REQUIRED TASK: Copy out every record below with complete accuracy.

**********

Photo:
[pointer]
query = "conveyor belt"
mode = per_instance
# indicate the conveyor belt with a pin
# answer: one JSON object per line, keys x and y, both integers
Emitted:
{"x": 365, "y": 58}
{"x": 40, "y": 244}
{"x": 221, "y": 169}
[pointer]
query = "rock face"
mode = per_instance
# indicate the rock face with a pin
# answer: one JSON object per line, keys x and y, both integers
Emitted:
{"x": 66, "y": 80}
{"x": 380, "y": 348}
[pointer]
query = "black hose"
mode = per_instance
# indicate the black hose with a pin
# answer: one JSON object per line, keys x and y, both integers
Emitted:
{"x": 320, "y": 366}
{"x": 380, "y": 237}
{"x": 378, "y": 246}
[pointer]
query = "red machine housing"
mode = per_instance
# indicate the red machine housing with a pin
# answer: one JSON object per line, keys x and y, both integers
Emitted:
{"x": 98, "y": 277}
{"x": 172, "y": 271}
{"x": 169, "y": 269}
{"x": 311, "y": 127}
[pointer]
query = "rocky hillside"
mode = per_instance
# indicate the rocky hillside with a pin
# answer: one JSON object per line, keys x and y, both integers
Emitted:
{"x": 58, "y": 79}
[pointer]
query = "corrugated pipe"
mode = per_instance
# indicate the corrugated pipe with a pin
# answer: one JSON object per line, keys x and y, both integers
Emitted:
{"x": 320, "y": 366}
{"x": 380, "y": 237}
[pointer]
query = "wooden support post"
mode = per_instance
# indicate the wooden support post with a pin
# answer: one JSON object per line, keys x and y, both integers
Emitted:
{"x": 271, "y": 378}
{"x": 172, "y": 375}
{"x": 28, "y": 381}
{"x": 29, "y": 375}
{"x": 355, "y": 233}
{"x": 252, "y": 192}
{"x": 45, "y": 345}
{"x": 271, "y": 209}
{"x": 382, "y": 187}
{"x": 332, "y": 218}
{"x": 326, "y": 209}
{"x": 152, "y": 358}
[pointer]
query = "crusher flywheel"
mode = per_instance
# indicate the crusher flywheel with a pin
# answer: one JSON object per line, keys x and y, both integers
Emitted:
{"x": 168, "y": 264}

**********

SOLUTION:
Photo:
[pointer]
query = "conveyor belt"
mode = per_instance
# indicate the conveyor belt with a pin
# answer: one JSON object per line, keys x and y, both integers
Emitted:
{"x": 365, "y": 58}
{"x": 40, "y": 244}
{"x": 221, "y": 169}
[pointer]
query = "rock face"
mode = per_instance
# indicate the rock face with a pin
# answer: one JSON object per line, keys x and y, both integers
Emitted:
{"x": 66, "y": 80}
{"x": 380, "y": 348}
[pointer]
query = "black hose"
mode = per_instance
# indicate the black hose with a pin
# answer: one JSON object per line, keys x and y, both integers
Emitted:
{"x": 320, "y": 366}
{"x": 380, "y": 237}
{"x": 378, "y": 246}
[pointer]
query = "red machine housing"
mode = per_instance
# indicate the red machine housing with a pin
# answer: one JSON object per line, keys x and y, both integers
Emitted:
{"x": 98, "y": 277}
{"x": 172, "y": 271}
{"x": 169, "y": 269}
{"x": 311, "y": 127}
[pointer]
query = "rocky hillside"
mode = per_instance
# indicate the rocky hillside with a pin
# answer: one JSON object per line, keys x and y, both integers
Emitted:
{"x": 58, "y": 79}
[pointer]
query = "corrugated pipe"
mode = per_instance
# indicate the corrugated pipe with a pin
# answer: one JSON object per line, keys x and y, both integers
Emitted:
{"x": 320, "y": 366}
{"x": 380, "y": 237}
[pointer]
query = "wooden support post"
mode = per_instance
# indicate the wooden support post with a pin
# answer: one JSON object per line, keys x and y, both integers
Emitted:
{"x": 271, "y": 378}
{"x": 172, "y": 375}
{"x": 28, "y": 381}
{"x": 29, "y": 375}
{"x": 355, "y": 233}
{"x": 252, "y": 192}
{"x": 45, "y": 345}
{"x": 271, "y": 209}
{"x": 382, "y": 187}
{"x": 332, "y": 218}
{"x": 326, "y": 209}
{"x": 152, "y": 358}
[pointer]
query = "crusher flywheel"
mode = per_instance
# indicate the crusher flywheel with a pin
# answer: one JSON object per line, keys x and y, both integers
Emitted:
{"x": 168, "y": 264}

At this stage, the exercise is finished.